Assim, um desafio se coloca na discussão sobre as identidades: o questionamento do pressuposto humanista de um eu unificado (HALL, 1997; BELSEY, 2002) ou, como aponta Suely Rolnik (1997, p. 19), vivemos em um processo de "constante mestiçagem", fruto da globalização da economia e do avanço tecnológico. Isso significa que o mundo diminuiu de tamanho, ficou menor, como resultado do aumento da velocidade. Os padrões atuais de comunicação tendem a favorecer a transmissão para o mundo de produtos culturais estandardizados. Porém, a globalização traz no seu bojo, ao mesmo tempo, o contato com formas padronizadas de ser e a variedade cultural. Se por um lado há um apagamento das diferenças locais e particulares, por outro alguns fatores relativizam a ideia de uma cultura mundial homogênea e ocidental, como a distribuição irregular da cultura e a própria necessidade da diferença para que a cultura global prospere, no sentido de transformar essa diferença no outro (HALL, 1997).

A linguagem diz respeito às práticas que são indissociáveis do processo de conhecer, ela permite "[...] descrever processos de diferenciação e de hierarquização social e cultural para problematizar as formas pelas quais tais processos produzem (ou participam da produção de) corpos, posições de sujeitos e identidades – como homem e mulher, heterossexual e homossexual [...]" (MEYER, 2012, p. 50). A linguagem, nessa perspectiva, tem uma posição privilegiada na construção e circulação de significados, assumindo uma centralidade para a significação do mundo.

A identidade seria, então, efeito do discurso e não dele precursora ou geradora. A discussão sobre as identidades contemporâneas analisa criticamente a construção da normalização e, com isso, a criação de limites rígidos nos sentimentos, nos desejos e nos atos, estabelecendo, com isso, outros comportamentos e formações sociais como não desejáveis. Tais perspectivas de análise do social permitem afirmar que é por meio de classificações como normal/desviante que se constroem formas rígidas de conhecer, assim como afirmar que o poder se organiza e é distribuído na sociedade. A desnaturalização dos conhecimentos e saberes e seus efeitos sobre indivíduos e grupos têm sido o principal critério para a análise das identidades culturais e sociais, ou seja: de como indivíduos e grupos são produzidos e, ao mesmo tempo, produzem-se no interior da cultura e nas instituições sociais.

--- MATERIAL FORNECIDO ---
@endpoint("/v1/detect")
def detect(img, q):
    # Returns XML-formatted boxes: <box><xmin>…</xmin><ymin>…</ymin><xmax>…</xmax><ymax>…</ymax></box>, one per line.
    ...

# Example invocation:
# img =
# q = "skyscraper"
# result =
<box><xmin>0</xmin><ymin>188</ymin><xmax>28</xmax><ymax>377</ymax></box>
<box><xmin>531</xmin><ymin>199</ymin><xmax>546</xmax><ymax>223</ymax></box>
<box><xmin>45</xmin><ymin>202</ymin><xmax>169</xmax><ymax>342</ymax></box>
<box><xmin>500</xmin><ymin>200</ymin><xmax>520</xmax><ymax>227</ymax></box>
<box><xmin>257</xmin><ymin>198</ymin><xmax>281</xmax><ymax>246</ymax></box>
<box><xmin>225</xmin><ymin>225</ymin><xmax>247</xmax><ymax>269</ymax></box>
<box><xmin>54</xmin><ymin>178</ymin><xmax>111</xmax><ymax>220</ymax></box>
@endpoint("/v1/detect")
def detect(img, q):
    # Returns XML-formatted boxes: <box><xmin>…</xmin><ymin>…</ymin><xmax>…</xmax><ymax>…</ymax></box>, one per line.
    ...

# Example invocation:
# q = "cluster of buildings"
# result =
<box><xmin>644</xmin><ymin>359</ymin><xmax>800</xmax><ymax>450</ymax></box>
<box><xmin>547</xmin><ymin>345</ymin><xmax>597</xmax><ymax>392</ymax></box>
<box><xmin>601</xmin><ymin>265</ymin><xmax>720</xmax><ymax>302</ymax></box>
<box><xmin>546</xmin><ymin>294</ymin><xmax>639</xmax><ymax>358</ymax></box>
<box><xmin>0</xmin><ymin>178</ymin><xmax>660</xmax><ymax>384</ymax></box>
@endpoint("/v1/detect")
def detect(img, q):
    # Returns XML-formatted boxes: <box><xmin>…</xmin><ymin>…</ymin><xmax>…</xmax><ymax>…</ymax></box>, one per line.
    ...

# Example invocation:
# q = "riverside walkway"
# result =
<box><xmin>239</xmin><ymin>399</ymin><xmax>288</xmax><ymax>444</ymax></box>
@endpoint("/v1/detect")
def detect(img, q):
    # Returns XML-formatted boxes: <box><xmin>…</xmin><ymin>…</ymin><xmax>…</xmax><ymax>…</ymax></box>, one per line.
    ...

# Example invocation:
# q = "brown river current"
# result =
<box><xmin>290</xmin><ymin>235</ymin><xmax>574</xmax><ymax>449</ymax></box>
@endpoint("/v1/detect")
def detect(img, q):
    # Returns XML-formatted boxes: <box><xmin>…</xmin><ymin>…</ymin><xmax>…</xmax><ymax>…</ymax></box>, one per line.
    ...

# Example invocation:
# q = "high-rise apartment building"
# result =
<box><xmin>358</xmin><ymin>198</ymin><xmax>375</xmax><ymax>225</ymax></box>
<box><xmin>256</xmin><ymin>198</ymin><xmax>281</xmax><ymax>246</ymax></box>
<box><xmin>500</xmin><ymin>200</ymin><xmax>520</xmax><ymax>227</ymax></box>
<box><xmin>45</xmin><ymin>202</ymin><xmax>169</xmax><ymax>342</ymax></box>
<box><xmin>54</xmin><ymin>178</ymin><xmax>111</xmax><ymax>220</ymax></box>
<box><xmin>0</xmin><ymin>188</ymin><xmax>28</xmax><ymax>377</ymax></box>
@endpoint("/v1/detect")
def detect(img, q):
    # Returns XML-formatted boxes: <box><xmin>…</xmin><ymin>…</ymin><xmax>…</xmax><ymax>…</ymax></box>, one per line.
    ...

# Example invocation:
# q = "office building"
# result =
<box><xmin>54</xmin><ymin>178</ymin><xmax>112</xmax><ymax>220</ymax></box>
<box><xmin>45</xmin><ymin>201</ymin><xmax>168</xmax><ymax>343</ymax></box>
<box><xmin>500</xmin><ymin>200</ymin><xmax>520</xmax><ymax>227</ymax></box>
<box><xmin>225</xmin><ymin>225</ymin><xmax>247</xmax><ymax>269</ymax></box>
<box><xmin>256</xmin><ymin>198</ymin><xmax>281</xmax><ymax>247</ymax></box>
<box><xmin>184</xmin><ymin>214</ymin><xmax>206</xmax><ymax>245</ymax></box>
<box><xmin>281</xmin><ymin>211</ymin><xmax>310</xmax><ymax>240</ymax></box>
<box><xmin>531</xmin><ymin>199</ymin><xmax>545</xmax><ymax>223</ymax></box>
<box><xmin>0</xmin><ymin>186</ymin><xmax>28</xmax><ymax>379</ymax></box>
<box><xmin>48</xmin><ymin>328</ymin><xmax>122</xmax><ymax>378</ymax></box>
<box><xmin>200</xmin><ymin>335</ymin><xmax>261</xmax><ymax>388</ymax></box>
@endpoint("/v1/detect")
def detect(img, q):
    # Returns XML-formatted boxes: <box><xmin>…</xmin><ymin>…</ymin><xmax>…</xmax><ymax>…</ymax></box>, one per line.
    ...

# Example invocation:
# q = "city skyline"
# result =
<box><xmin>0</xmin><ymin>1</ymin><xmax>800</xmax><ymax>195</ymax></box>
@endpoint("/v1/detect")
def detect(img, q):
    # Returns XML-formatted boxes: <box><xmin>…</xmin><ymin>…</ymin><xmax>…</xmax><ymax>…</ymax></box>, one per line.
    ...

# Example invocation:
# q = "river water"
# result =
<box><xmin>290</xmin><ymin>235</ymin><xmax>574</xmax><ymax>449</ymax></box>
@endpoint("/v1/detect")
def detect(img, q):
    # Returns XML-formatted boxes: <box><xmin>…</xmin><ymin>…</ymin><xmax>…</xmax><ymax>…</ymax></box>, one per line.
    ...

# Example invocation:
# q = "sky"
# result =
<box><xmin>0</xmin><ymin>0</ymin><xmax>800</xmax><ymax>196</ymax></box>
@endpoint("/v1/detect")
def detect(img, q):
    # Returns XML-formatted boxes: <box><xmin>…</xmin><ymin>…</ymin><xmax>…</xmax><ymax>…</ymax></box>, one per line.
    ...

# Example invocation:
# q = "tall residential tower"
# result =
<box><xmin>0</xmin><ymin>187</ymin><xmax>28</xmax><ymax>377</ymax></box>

--- ENUNCIADO ---
Transcreva do trecho sobre identidades a passagem que começa em "A identidade seria, então, efeito" e vai até "nas instituições sociais.", incluindo essas palavras finais.

--- RESPOSTA ---
A identidade seria, então, efeito do discurso e não dele precursora ou geradora. A discussão sobre as identidades contemporâneas analisa criticamente a construção da normalização e, com isso, a criação de limites rígidos nos sentimentos, nos desejos e nos atos, estabelecendo, com isso, outros comportamentos e formações sociais como não desejáveis. Tais perspectivas de análise do social permitem afirmar que é por meio de classificações como normal/desviante que se constroem formas rígidas de conhecer, assim como afirmar que o poder se organiza e é distribuído na sociedade. A desnaturalização dos conhecimentos e saberes e seus efeitos sobre indivíduos e grupos têm sido o principal critério para a análise das identidades culturais e sociais, ou seja: de como indivíduos e grupos são produzidos e, ao mesmo tempo, produzem-se no interior da cultura e nas instituições sociais.